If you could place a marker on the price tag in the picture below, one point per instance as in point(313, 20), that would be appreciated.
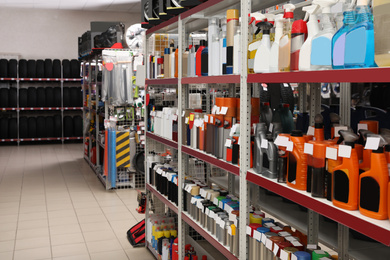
point(372, 143)
point(345, 151)
point(268, 244)
point(257, 235)
point(310, 131)
point(223, 110)
point(276, 249)
point(249, 230)
point(264, 143)
point(228, 143)
point(283, 255)
point(281, 141)
point(290, 146)
point(337, 129)
point(308, 149)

------------------------------------------------------------------------

Can you render every line of the items above as a Markdown table with the columns Row and Text, numbering the rows and omitting blank lines and the pictures?

| Row | Text |
|---|---|
| 1 | If you could place a marker on the price tag in the picture below, one point per instance as in point(313, 20), that would be appreciated. |
| 2 | point(372, 143) |
| 3 | point(345, 151) |
| 4 | point(268, 244) |
| 5 | point(257, 235) |
| 6 | point(310, 131) |
| 7 | point(223, 110) |
| 8 | point(276, 249) |
| 9 | point(249, 230) |
| 10 | point(264, 143) |
| 11 | point(228, 143) |
| 12 | point(283, 255) |
| 13 | point(281, 141) |
| 14 | point(290, 146) |
| 15 | point(337, 129) |
| 16 | point(308, 149) |